THE REQUEST — Reproduce word for word everything in the rows below, from the line containing "top. Produce a bounding box for every instance." down to the end of the rows, with both ends included.
======== SUPPLIED RECORDS
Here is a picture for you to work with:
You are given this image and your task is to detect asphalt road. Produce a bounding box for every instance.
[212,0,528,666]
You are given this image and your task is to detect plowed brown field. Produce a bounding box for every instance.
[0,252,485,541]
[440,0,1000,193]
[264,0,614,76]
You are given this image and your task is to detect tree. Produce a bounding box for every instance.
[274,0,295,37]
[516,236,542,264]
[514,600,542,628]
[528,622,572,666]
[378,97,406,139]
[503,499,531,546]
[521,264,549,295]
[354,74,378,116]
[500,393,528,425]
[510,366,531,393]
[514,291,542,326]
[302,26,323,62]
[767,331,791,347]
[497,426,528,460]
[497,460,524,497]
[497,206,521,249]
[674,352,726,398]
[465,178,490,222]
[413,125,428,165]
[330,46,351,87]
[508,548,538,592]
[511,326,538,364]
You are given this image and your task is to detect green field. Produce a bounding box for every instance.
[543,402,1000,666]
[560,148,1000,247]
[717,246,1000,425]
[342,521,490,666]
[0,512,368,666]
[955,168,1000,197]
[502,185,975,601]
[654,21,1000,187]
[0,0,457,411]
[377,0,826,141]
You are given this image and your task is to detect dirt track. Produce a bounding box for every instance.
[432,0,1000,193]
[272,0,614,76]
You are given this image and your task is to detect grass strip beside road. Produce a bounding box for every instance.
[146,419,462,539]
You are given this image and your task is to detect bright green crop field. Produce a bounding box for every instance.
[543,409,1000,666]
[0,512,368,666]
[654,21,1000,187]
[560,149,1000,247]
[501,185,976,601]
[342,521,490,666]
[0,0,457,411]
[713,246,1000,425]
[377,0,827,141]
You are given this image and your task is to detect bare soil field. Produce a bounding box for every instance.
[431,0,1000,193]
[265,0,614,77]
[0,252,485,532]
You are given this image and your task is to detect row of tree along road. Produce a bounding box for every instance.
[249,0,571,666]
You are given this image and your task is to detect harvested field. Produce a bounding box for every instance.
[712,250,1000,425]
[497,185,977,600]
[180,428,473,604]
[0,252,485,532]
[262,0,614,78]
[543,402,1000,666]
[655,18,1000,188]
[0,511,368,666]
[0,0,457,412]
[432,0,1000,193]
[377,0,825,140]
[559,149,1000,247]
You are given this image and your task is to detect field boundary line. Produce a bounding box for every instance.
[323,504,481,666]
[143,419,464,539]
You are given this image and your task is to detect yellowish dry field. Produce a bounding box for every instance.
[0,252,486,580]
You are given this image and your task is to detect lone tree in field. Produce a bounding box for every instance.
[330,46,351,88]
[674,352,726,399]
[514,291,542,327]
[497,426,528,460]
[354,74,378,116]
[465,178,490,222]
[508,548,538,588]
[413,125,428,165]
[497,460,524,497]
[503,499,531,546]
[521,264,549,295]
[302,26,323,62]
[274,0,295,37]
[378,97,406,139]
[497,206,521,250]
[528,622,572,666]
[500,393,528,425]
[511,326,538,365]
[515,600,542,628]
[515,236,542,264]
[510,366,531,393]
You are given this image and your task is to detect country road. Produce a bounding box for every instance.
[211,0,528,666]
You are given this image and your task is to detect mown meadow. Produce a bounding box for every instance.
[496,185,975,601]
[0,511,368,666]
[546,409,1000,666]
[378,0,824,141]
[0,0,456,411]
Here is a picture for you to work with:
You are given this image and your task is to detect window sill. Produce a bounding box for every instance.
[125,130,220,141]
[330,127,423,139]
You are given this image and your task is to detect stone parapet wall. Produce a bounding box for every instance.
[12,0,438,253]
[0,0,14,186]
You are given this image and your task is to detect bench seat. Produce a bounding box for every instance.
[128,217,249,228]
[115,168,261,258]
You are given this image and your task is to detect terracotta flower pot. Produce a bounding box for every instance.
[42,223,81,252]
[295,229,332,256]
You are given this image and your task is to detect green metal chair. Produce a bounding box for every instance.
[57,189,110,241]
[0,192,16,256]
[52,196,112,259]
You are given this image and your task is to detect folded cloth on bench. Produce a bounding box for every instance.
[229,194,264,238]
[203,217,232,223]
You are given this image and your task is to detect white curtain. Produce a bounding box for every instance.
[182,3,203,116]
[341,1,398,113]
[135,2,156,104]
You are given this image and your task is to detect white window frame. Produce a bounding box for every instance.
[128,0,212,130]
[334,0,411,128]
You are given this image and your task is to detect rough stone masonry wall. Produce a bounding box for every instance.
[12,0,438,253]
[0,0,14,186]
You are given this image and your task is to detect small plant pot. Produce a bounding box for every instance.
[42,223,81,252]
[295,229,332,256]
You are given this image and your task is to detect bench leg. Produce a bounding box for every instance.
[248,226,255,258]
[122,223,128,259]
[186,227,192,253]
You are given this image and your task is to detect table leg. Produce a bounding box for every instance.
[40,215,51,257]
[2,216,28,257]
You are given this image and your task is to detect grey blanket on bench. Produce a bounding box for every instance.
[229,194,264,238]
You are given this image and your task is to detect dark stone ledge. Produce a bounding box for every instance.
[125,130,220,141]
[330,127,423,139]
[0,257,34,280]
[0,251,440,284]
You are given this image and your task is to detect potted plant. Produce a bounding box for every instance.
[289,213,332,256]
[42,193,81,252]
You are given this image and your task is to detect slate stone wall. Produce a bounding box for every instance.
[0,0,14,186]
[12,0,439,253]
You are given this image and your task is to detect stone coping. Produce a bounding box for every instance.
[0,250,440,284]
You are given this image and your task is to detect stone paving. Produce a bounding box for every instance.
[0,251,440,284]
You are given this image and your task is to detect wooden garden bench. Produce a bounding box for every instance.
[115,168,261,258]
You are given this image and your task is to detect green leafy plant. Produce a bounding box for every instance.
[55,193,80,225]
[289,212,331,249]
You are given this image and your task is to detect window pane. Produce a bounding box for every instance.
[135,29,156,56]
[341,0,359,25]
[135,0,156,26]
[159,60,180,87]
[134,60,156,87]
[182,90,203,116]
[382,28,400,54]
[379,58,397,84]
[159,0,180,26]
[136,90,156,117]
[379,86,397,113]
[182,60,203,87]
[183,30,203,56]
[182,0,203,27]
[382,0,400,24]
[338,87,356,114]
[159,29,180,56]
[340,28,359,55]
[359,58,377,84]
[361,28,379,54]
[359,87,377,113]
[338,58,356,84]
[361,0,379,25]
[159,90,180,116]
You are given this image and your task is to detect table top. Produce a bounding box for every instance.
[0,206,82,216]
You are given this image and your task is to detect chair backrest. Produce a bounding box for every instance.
================
SOLUTION TO THIS TASK —
You are given this image and your task is to detect table top. Produce a bounding box for every instance.
[0,206,82,216]
You are given this image and your task is to detect chair backrest. Produce a bounding box for every instance.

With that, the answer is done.